# Tekstblok:
----

Tijdens het Belgisch voorzitterschap van de Raad van de Europese Unie tijdens de eerste helft van 2024 sloegen de Europese instellingen de handen in elkaar om hun engagement voor een sterker sociaal Europa te bevestigen. De Europese Commissie, het Europees parlement en het Europees Economisch en Sociaal Comité ondertekenden namelijk samen met de sociale partners en het maatschappelijk middenveld op 16 april de “Verklaring van Terhulpen”. Hiermee blijft de implementatie van de Europese Pijler van Sociale Rechten de sleutelprioriteit voor zowel de Unie als de lidstaten.
Bij het waarmaken van dit sociaal Europa kan de rol van sociale ondernemingen en verenigingen niet overschat worden. Tot onze verbazing komen zij nauwelijks voor in de tekst als bevoorrechte partner voor dit Europees beleid en het beleid van de lidstaten.
Commercialisering
Sociale ondernemingen creëren immers vanuit hun missie het algemeen belang na te streven sociale én economische meerwaarde als werkgevers en dienstverleners ten gunste van alle bevolkingsgroepen, in alle fasen van hun leven.
We stellen echter vast dat heel wat diensten van algemeen belang, binnen zorg en welzijn, de afgelopen jaren op allerhande manieren werden vermarkt en gecommercialiseerd. De ouderenzorg en kinderopvang zijn daar gekende voorbeelden van. Dit leidt er jammer genoeg vaak toe dat de kwaliteit van de dienstverlening én van de jobs in die ondernemingen erop achteruitgaat.
Indien de EU werkelijk wil investeren in een sterk Europees sociaal model, moet het resoluut de kaart trekken van de sociale ondernemingen en de rug rechten tegen een vermarkting van de diensten. Enkel zo kunnen overheidsmiddelen echt ingezet worden voor de sociale transitie, in het algemeen belang van de Europeanen.
Staatssteunkader
Daarbij kijken we niet alleen naar ondersteuning en erkenning, maar ook naar het wegwerken van contraproductieve regelgeving. Ook sociale ondernemingen hebben namelijk de juiste omgeving nodig om te kunnen groeien. Vandaag worden ze nog te vaak geconfronteerd met obstakels bij de ontwikkeling en opschaling van hun activiteiten. Een duidelijk voorbeeld hiervan is het staatssteunkader.

----

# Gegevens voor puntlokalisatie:

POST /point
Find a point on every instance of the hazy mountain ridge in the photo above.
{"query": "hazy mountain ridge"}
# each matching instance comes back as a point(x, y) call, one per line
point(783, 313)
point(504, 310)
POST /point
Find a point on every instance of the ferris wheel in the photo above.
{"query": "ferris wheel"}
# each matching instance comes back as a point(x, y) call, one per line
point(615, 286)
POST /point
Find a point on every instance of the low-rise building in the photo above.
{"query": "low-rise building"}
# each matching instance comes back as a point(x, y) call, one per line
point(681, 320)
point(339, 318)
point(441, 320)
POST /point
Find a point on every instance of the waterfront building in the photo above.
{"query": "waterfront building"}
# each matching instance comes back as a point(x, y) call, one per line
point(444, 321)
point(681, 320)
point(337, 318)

----

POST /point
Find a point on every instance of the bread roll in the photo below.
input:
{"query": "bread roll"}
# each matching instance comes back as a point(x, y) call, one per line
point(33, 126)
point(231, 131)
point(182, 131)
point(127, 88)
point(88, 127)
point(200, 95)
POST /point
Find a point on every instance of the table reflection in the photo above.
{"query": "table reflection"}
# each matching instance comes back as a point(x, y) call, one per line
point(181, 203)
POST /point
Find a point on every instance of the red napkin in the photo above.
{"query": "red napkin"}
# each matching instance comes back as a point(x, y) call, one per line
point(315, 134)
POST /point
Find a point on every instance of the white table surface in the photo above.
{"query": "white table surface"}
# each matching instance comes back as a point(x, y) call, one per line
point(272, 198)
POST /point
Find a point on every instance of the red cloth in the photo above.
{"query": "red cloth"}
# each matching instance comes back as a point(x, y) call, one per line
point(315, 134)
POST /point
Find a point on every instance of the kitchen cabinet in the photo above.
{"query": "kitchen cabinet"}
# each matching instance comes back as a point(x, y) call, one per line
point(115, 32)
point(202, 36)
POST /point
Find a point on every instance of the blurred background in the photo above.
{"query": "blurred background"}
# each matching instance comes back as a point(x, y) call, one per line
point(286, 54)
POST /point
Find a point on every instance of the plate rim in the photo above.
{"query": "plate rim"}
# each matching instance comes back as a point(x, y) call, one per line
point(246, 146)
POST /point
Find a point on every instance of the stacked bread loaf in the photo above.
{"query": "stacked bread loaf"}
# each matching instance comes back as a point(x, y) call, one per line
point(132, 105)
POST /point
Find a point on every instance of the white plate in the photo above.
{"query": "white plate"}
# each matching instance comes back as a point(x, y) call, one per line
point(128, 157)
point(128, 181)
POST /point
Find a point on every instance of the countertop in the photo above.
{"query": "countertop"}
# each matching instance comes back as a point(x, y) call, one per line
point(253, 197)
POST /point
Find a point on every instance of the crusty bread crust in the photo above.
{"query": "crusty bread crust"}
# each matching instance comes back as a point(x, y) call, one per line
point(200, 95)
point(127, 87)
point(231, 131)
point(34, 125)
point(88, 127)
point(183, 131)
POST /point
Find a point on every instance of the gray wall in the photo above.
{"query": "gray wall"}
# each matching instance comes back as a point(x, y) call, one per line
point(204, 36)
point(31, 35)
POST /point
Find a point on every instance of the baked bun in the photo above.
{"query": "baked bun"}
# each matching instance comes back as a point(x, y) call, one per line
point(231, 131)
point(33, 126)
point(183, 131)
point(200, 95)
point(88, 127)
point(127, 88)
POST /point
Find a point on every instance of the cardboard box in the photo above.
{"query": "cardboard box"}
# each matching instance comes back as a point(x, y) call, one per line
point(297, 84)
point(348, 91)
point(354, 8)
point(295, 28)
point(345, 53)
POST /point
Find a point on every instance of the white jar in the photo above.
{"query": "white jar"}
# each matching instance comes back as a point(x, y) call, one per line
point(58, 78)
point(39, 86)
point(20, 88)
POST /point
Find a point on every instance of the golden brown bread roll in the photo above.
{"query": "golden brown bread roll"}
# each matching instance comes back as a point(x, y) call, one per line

----

# Opdrachten:
a) Op welke datum werd volgens de tekst over sociaal Europa de Verklaring van Terhulpen ondertekend?
b) Druk uit de tekst over sociaal Europa alles af vanaf "Tijdens het Belgisch" tot en met "van de lidstaten.".
c) Zet de tekst over sociale ondernemingen en sociaal Europa voort na de laatste zin.
Voor deze opdrachten zijn de vermeldingen niet nodig.

# Antwoorden:
a) Op 16 april.

b)
Tijdens het Belgisch voorzitterschap van de Raad van de Europese Unie tijdens de eerste helft van 2024 sloegen de Europese instellingen de handen in elkaar om hun engagement voor een sterker sociaal Europa te bevestigen. De Europese Commissie, het Europees parlement en het Europees Economisch en Sociaal Comité ondertekenden namelijk samen met de sociale partners en het maatschappelijk middenveld op 16 april de “Verklaring van Terhulpen”. Hiermee blijft de implementatie van de Europese Pijler van Sociale Rechten de sleutelprioriteit voor zowel de Unie als de lidstaten.
Bij het waarmaken van dit sociaal Europa kan de rol van sociale ondernemingen en verenigingen niet overschat worden. Tot onze verbazing komen zij nauwelijks voor in de tekst als bevoorrechte partner voor dit Europees beleid en het beleid van de lidstaten.

c)
De bestaande regels rond staatssteun zijn zeer complex. Europa laat wel degelijk toe om onder bepaalde voorwaarden sociale activiteiten te ondersteunen, maar de mogelijkheden hiervoor binnen het staatssteunraamwerk zijn onvoldoende gekend en worden dan ook onvoldoende benut door lokale en regionale overheden. De staatssteunregels zouden best eens herbekeken worden en vereenvoudigd waar mogelijk. De regels inzake Diensten van Algemeen Economisch Belang zijn bijvoorbeeld zo complex dat ze een hinderpaal vormen om de regel toe te passen op diensten van socialprofitondernemingen. Daarnaast moet ook de GBER (de Algemene Groepsvrijstellingsverordening) aangepast worden aan de specifieke noden van sociale ondernemingen. Door bijvoorbeeld een specifieke bepaling rond socialprofitondernemingen op te nemen, zou steun aan deze ondernemingen gemakkelijker onder de GBER-uitzonderingsregel kunnen opgenomen worden.
Hierdoor zou men minder snel naar de de-minimisregel moeten grijpen om steun toe te kennen. Sociale ondernemingen bereiken immers zeer snel de toegelaten de-minimisgrens en worden zo geremd in hun ontwikkeling doordat zij dan uitgesloten worden van alle toekomstige steunmaatregelen onder de-minimis zolang zij niet terug onder de drempelwaarde zakken.
Indien een sociale en inclusieve maatschappij het kompas is voor de uitbouw van een sterk Europa dan moet er ook resoluut ingezet worden op de versterking van ondernemingen die deze doelstellingen als hun missie zien.